── ARTICLE
# Canned greens VS fresh greens



## bsc14 (Apr 26, 2004)

I'm not gonna lie...I eat canned greens.  They are just way to easy and convenient.  I'm still kinda new so is there really much difference?


----------



## OceanDude (Apr 26, 2004)

It is better to get the fresh stuff. A lot of the larger grocers offer pre washed pre cut bagged greens (collards, turnip, spinich etc.). But the bag does take up a large amount of the refrigerator space and its hard physically to eat that much before it goes bad. My next best alterntaive is to get frozen greens and toss these in with things that I cook up. I love them. The canned is the other way to go but you are not going to get hte same level of anti oxidents as in the fresh and frozen vareties. The fiber will stll be there though. But the nutrients will be somewhat degraded the further you get from the plant so to speak. I'd take them in that order if possible depending on your local situation and availability.

Oh, its always more expensive to get the fresh or frozen stuff but in my opinion its all about quality nutrition.

Just my 2 cents,
-OD


----------



## aztecwolf (Apr 26, 2004)

> _*Originally posted by OceanDude *_
> It is better to get the fresh stuff. A lot of the larger grocers offer pre washed pre cut bagged greens (collards, turnip, spinich etc.). But the bag does take up a large amount of the refrigerator space and its hard physically to eat that much before it goes bad. My next best alterntaive is to get frozen greens and toss these in with things that I cook up. I love them. The canned is the other way to go but you are not going to get hte same level of anti oxidents as in the fresh and frozen vareties. The fiber will stll be there though. But the nutrients will be somewhat degraded the further you get from the plant so to speak. I'd take them in that order if possible depending on your local situation and availability.
────
── GIVEN INFORMATION
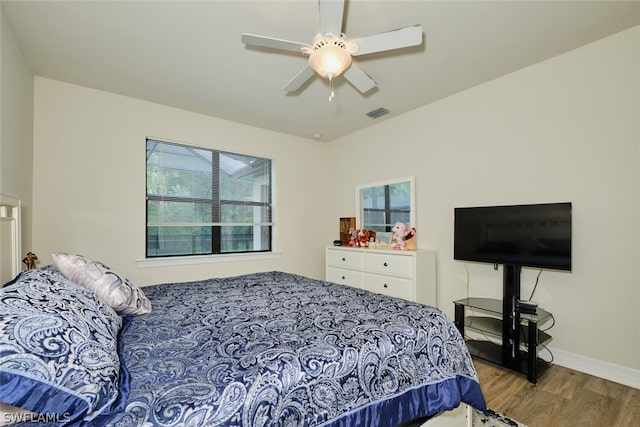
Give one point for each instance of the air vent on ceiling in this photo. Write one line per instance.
(378, 112)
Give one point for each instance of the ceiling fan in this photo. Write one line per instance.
(330, 52)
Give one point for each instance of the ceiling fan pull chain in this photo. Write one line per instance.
(332, 93)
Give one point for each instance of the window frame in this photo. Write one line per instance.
(216, 205)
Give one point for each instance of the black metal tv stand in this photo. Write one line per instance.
(504, 321)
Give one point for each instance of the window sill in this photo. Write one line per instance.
(205, 259)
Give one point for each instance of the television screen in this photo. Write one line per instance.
(536, 235)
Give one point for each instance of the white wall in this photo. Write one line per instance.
(566, 129)
(89, 175)
(16, 126)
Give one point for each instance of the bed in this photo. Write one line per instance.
(86, 347)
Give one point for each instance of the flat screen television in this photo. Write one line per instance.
(536, 235)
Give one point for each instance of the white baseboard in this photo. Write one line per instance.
(609, 371)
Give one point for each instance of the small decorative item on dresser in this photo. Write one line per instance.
(346, 224)
(30, 260)
(404, 237)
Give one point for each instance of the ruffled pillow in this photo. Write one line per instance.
(58, 348)
(115, 290)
────
* GOAL A: In the thread on canned and fresh greens, what does OceanDude say will still be present in canned greens?
* GOAL B: Resume the thread on canned and fresh greens from the point where it stops.
The material is separate from the thread on canned and fresh greens.

* FINAL ANSWER A: The fiber.

* FINAL ANSWER B:
> 
> Oh, its always more expensive to get the fresh or frozen stuff but in my opinion its all about quality nutrition.
> ...


not only quality of nutrition, but quality of taste, fresh is better then frozen, frozen is better then canned.


----------



## LAM (Apr 26, 2004)

> _*Originally posted by aztecwolf *_
> not only quality of nutrition, but quality of taste, fresh is better then frozen, frozen is better then canned.




definetly...frozen vegetables can acutally be MORE nutritious then fresh as they are picked at peak times then immediately frozen while fresh veggies can spend a long time on the road before they get to market...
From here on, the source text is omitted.